── TASK INPUTS ──

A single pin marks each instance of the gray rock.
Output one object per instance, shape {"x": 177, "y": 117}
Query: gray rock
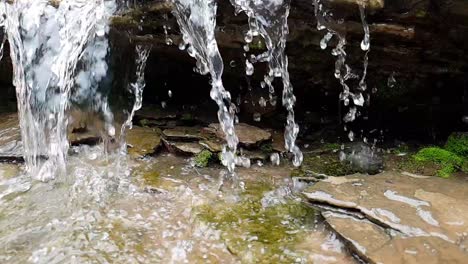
{"x": 248, "y": 135}
{"x": 363, "y": 158}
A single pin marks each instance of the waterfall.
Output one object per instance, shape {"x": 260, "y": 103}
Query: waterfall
{"x": 48, "y": 40}
{"x": 197, "y": 22}
{"x": 269, "y": 19}
{"x": 136, "y": 88}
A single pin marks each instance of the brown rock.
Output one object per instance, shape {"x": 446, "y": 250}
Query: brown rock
{"x": 248, "y": 135}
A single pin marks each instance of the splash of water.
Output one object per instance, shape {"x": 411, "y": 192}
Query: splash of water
{"x": 269, "y": 19}
{"x": 47, "y": 42}
{"x": 137, "y": 87}
{"x": 197, "y": 22}
{"x": 343, "y": 72}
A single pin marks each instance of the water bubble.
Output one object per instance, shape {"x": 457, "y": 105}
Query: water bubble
{"x": 257, "y": 117}
{"x": 275, "y": 159}
{"x": 391, "y": 81}
{"x": 249, "y": 69}
{"x": 248, "y": 37}
{"x": 351, "y": 136}
{"x": 182, "y": 46}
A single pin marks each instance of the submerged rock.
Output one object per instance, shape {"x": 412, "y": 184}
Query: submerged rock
{"x": 184, "y": 148}
{"x": 143, "y": 141}
{"x": 387, "y": 218}
{"x": 11, "y": 147}
{"x": 248, "y": 135}
{"x": 363, "y": 158}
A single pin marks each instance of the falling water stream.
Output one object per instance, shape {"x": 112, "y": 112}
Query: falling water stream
{"x": 48, "y": 42}
{"x": 270, "y": 20}
{"x": 153, "y": 209}
{"x": 197, "y": 21}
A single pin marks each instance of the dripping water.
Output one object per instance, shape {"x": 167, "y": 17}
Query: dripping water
{"x": 269, "y": 19}
{"x": 47, "y": 42}
{"x": 136, "y": 88}
{"x": 197, "y": 22}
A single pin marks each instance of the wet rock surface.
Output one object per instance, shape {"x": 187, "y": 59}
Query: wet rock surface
{"x": 248, "y": 135}
{"x": 394, "y": 218}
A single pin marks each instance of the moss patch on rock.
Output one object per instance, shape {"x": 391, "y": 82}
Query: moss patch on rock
{"x": 434, "y": 161}
{"x": 448, "y": 162}
{"x": 203, "y": 158}
{"x": 326, "y": 163}
{"x": 458, "y": 144}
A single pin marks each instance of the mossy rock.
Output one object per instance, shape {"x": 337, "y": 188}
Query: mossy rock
{"x": 458, "y": 144}
{"x": 327, "y": 163}
{"x": 203, "y": 158}
{"x": 256, "y": 233}
{"x": 443, "y": 162}
{"x": 143, "y": 141}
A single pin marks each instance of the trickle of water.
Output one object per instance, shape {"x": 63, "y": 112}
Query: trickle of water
{"x": 343, "y": 71}
{"x": 197, "y": 22}
{"x": 269, "y": 19}
{"x": 48, "y": 43}
{"x": 257, "y": 117}
{"x": 249, "y": 69}
{"x": 391, "y": 81}
{"x": 137, "y": 87}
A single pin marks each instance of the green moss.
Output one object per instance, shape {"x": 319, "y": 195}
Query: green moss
{"x": 458, "y": 144}
{"x": 446, "y": 161}
{"x": 258, "y": 44}
{"x": 402, "y": 149}
{"x": 332, "y": 146}
{"x": 271, "y": 229}
{"x": 327, "y": 163}
{"x": 203, "y": 158}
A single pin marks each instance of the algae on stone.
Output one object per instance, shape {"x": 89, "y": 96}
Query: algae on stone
{"x": 256, "y": 233}
{"x": 458, "y": 144}
{"x": 203, "y": 158}
{"x": 327, "y": 163}
{"x": 445, "y": 161}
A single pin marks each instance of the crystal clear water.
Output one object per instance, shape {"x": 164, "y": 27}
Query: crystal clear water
{"x": 269, "y": 19}
{"x": 197, "y": 22}
{"x": 55, "y": 47}
{"x": 352, "y": 97}
{"x": 136, "y": 88}
{"x": 155, "y": 211}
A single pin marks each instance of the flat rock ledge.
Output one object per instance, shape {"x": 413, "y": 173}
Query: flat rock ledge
{"x": 396, "y": 218}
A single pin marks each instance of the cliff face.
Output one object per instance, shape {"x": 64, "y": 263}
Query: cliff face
{"x": 417, "y": 74}
{"x": 418, "y": 61}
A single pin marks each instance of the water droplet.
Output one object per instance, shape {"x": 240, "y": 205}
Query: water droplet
{"x": 257, "y": 117}
{"x": 391, "y": 80}
{"x": 232, "y": 64}
{"x": 249, "y": 69}
{"x": 275, "y": 159}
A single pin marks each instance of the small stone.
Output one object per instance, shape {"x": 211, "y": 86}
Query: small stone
{"x": 248, "y": 135}
{"x": 183, "y": 134}
{"x": 183, "y": 148}
{"x": 143, "y": 141}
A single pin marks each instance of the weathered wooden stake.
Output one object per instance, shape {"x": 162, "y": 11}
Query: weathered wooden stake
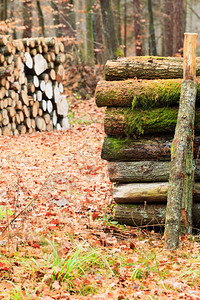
{"x": 181, "y": 175}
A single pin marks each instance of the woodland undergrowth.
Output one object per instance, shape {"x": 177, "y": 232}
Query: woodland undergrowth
{"x": 58, "y": 237}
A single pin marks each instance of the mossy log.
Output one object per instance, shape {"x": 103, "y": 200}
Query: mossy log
{"x": 145, "y": 148}
{"x": 140, "y": 93}
{"x": 146, "y": 67}
{"x": 136, "y": 122}
{"x": 146, "y": 192}
{"x": 143, "y": 171}
{"x": 149, "y": 214}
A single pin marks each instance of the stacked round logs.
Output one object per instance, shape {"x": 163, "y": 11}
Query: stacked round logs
{"x": 142, "y": 97}
{"x": 31, "y": 90}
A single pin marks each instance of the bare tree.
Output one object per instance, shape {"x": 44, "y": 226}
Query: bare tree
{"x": 168, "y": 27}
{"x": 137, "y": 27}
{"x": 27, "y": 16}
{"x": 178, "y": 26}
{"x": 111, "y": 49}
{"x": 153, "y": 49}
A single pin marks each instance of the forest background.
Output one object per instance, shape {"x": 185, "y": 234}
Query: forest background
{"x": 97, "y": 30}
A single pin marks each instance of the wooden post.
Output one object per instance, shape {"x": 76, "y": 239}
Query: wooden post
{"x": 181, "y": 151}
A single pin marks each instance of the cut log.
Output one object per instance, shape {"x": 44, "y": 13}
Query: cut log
{"x": 49, "y": 90}
{"x": 6, "y": 131}
{"x": 49, "y": 106}
{"x": 40, "y": 64}
{"x": 140, "y": 93}
{"x": 143, "y": 171}
{"x": 181, "y": 179}
{"x": 146, "y": 192}
{"x": 40, "y": 124}
{"x": 39, "y": 95}
{"x": 47, "y": 118}
{"x": 65, "y": 123}
{"x": 44, "y": 105}
{"x": 21, "y": 129}
{"x": 60, "y": 73}
{"x": 28, "y": 60}
{"x": 145, "y": 67}
{"x": 5, "y": 71}
{"x": 148, "y": 214}
{"x": 54, "y": 118}
{"x": 62, "y": 106}
{"x": 146, "y": 148}
{"x": 50, "y": 126}
{"x": 60, "y": 58}
{"x": 125, "y": 121}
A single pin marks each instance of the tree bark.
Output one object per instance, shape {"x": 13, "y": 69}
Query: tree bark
{"x": 146, "y": 192}
{"x": 153, "y": 50}
{"x": 181, "y": 147}
{"x": 146, "y": 67}
{"x": 27, "y": 16}
{"x": 145, "y": 148}
{"x": 89, "y": 34}
{"x": 137, "y": 27}
{"x": 140, "y": 93}
{"x": 178, "y": 30}
{"x": 127, "y": 122}
{"x": 41, "y": 19}
{"x": 148, "y": 214}
{"x": 111, "y": 44}
{"x": 168, "y": 26}
{"x": 142, "y": 171}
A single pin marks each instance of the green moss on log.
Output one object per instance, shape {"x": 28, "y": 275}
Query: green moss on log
{"x": 125, "y": 121}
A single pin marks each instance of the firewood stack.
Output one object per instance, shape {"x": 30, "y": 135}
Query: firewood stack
{"x": 31, "y": 90}
{"x": 142, "y": 96}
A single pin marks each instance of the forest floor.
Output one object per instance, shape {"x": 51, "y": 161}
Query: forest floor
{"x": 58, "y": 240}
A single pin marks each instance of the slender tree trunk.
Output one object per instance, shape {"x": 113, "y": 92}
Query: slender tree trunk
{"x": 111, "y": 48}
{"x": 182, "y": 151}
{"x": 4, "y": 10}
{"x": 27, "y": 16}
{"x": 137, "y": 27}
{"x": 125, "y": 27}
{"x": 56, "y": 19}
{"x": 178, "y": 26}
{"x": 98, "y": 36}
{"x": 89, "y": 33}
{"x": 118, "y": 19}
{"x": 168, "y": 27}
{"x": 41, "y": 18}
{"x": 152, "y": 30}
{"x": 67, "y": 18}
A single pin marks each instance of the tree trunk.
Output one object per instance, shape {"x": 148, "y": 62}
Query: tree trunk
{"x": 168, "y": 26}
{"x": 178, "y": 27}
{"x": 111, "y": 44}
{"x": 89, "y": 34}
{"x": 153, "y": 50}
{"x": 137, "y": 27}
{"x": 146, "y": 68}
{"x": 27, "y": 16}
{"x": 98, "y": 36}
{"x": 41, "y": 19}
{"x": 118, "y": 19}
{"x": 181, "y": 147}
{"x": 142, "y": 171}
{"x": 56, "y": 18}
{"x": 137, "y": 122}
{"x": 142, "y": 93}
{"x": 148, "y": 214}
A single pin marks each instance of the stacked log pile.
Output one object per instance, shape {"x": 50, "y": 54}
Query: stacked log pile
{"x": 31, "y": 90}
{"x": 142, "y": 96}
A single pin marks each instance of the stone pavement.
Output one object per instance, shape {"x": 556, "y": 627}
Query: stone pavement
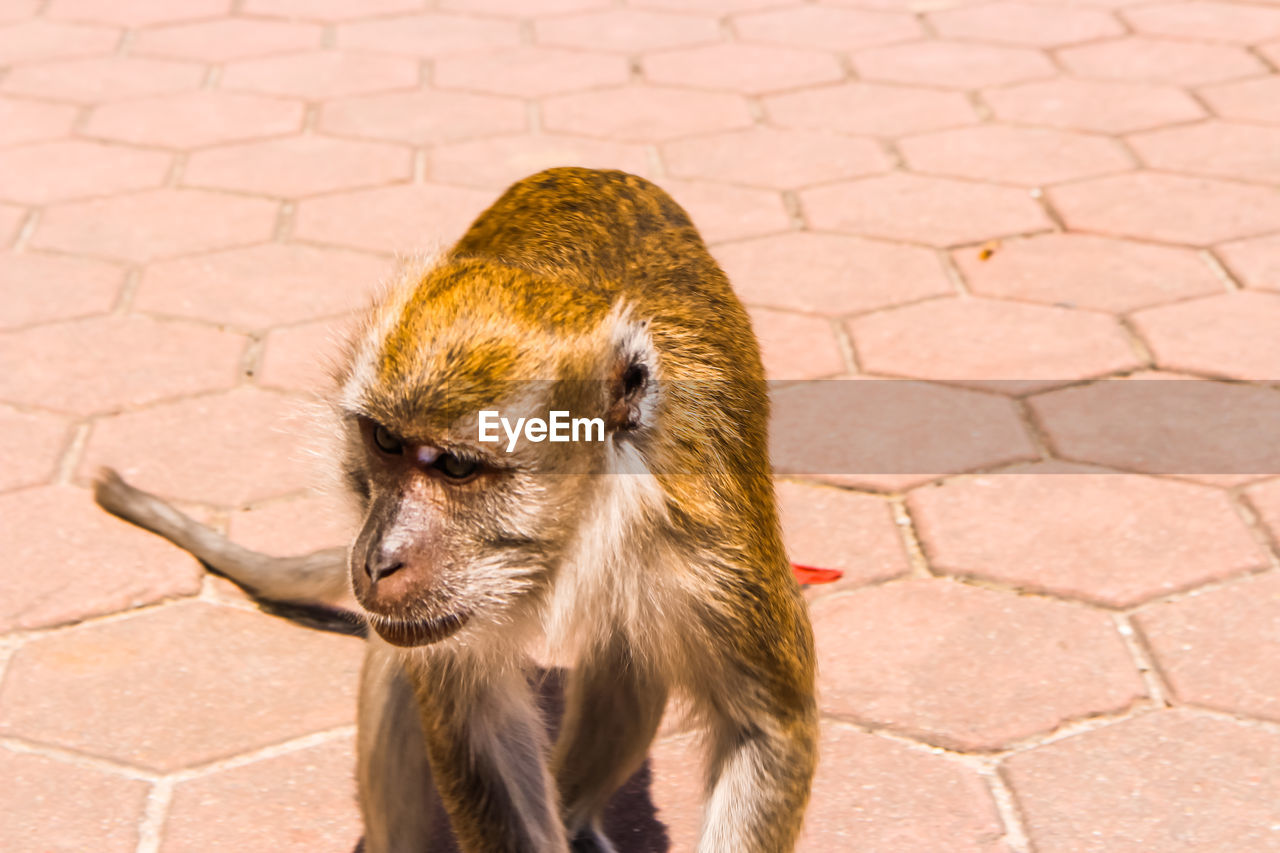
{"x": 196, "y": 194}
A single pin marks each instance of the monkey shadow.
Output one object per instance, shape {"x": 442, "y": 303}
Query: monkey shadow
{"x": 630, "y": 819}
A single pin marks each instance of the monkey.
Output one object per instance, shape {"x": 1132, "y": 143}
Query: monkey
{"x": 650, "y": 562}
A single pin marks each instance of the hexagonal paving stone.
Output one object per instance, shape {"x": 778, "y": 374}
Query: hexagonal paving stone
{"x": 1173, "y": 780}
{"x": 225, "y": 39}
{"x": 501, "y": 162}
{"x": 626, "y": 30}
{"x": 195, "y": 119}
{"x": 158, "y": 223}
{"x": 1162, "y": 60}
{"x": 964, "y": 667}
{"x": 149, "y": 360}
{"x": 428, "y": 35}
{"x": 1104, "y": 106}
{"x": 1232, "y": 334}
{"x": 46, "y": 172}
{"x": 247, "y": 682}
{"x": 72, "y": 561}
{"x": 227, "y": 450}
{"x": 40, "y": 288}
{"x": 644, "y": 113}
{"x": 31, "y": 445}
{"x": 1023, "y": 155}
{"x": 743, "y": 68}
{"x": 321, "y": 73}
{"x": 1168, "y": 208}
{"x": 530, "y": 72}
{"x": 871, "y": 108}
{"x": 920, "y": 432}
{"x": 769, "y": 158}
{"x": 50, "y": 804}
{"x": 877, "y": 794}
{"x": 1111, "y": 538}
{"x": 1221, "y": 149}
{"x": 261, "y": 286}
{"x": 951, "y": 64}
{"x": 298, "y": 165}
{"x": 408, "y": 218}
{"x": 92, "y": 81}
{"x": 1087, "y": 272}
{"x": 831, "y": 528}
{"x": 1025, "y": 23}
{"x": 841, "y": 274}
{"x": 424, "y": 118}
{"x": 936, "y": 211}
{"x": 298, "y": 802}
{"x": 1217, "y": 647}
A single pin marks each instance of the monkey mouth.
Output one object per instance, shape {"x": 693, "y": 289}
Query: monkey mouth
{"x": 416, "y": 632}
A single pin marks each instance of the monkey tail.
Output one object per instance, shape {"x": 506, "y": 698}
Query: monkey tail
{"x": 297, "y": 588}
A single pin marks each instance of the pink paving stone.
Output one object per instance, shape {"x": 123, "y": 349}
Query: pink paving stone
{"x": 228, "y": 450}
{"x": 1207, "y": 21}
{"x": 626, "y": 30}
{"x": 300, "y": 165}
{"x": 1024, "y": 23}
{"x": 951, "y": 64}
{"x": 1104, "y": 106}
{"x": 321, "y": 74}
{"x": 1217, "y": 647}
{"x": 644, "y": 113}
{"x": 1220, "y": 149}
{"x": 501, "y": 162}
{"x": 31, "y": 445}
{"x": 429, "y": 35}
{"x": 877, "y": 794}
{"x": 298, "y": 802}
{"x": 46, "y": 172}
{"x": 743, "y": 68}
{"x": 423, "y": 118}
{"x": 195, "y": 119}
{"x": 937, "y": 211}
{"x": 1031, "y": 156}
{"x": 39, "y": 288}
{"x": 246, "y": 682}
{"x": 874, "y": 109}
{"x": 824, "y": 27}
{"x": 796, "y": 347}
{"x": 530, "y": 72}
{"x": 80, "y": 561}
{"x": 1162, "y": 60}
{"x": 766, "y": 156}
{"x": 49, "y": 804}
{"x": 1008, "y": 347}
{"x": 37, "y": 40}
{"x": 1255, "y": 261}
{"x": 1230, "y": 334}
{"x": 840, "y": 274}
{"x": 1173, "y": 780}
{"x": 91, "y": 81}
{"x": 831, "y": 528}
{"x": 227, "y": 39}
{"x": 1168, "y": 208}
{"x": 1088, "y": 272}
{"x": 1115, "y": 539}
{"x": 402, "y": 219}
{"x": 149, "y": 360}
{"x": 156, "y": 223}
{"x": 920, "y": 432}
{"x": 261, "y": 286}
{"x": 730, "y": 213}
{"x": 965, "y": 667}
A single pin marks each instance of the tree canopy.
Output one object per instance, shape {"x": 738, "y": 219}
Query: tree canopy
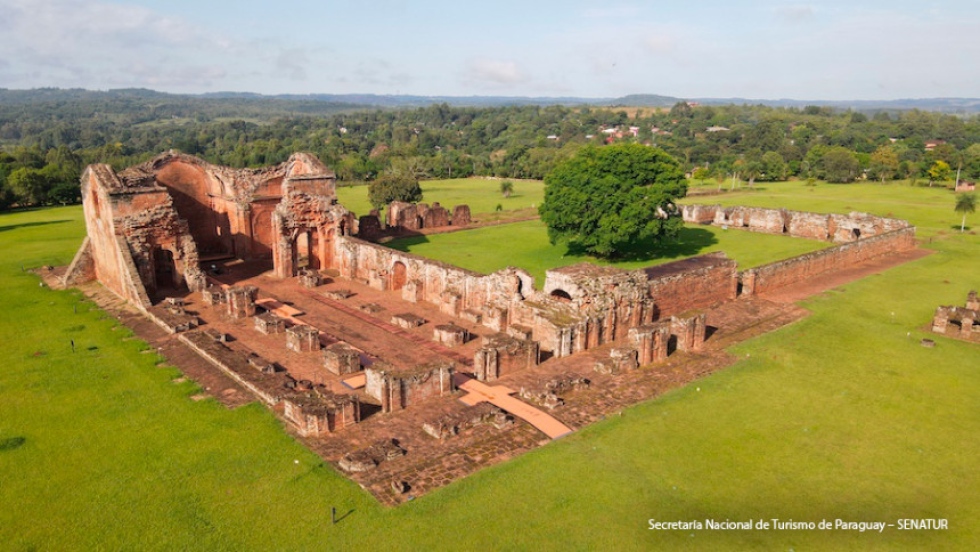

───

▶ WHAT YOU SHOULD DO:
What lines in the listing above hold the string "canopy"? List them.

▶ EXPECTED ANSWER:
A single pin marks each instance of the tree canopy.
Query: tree canopy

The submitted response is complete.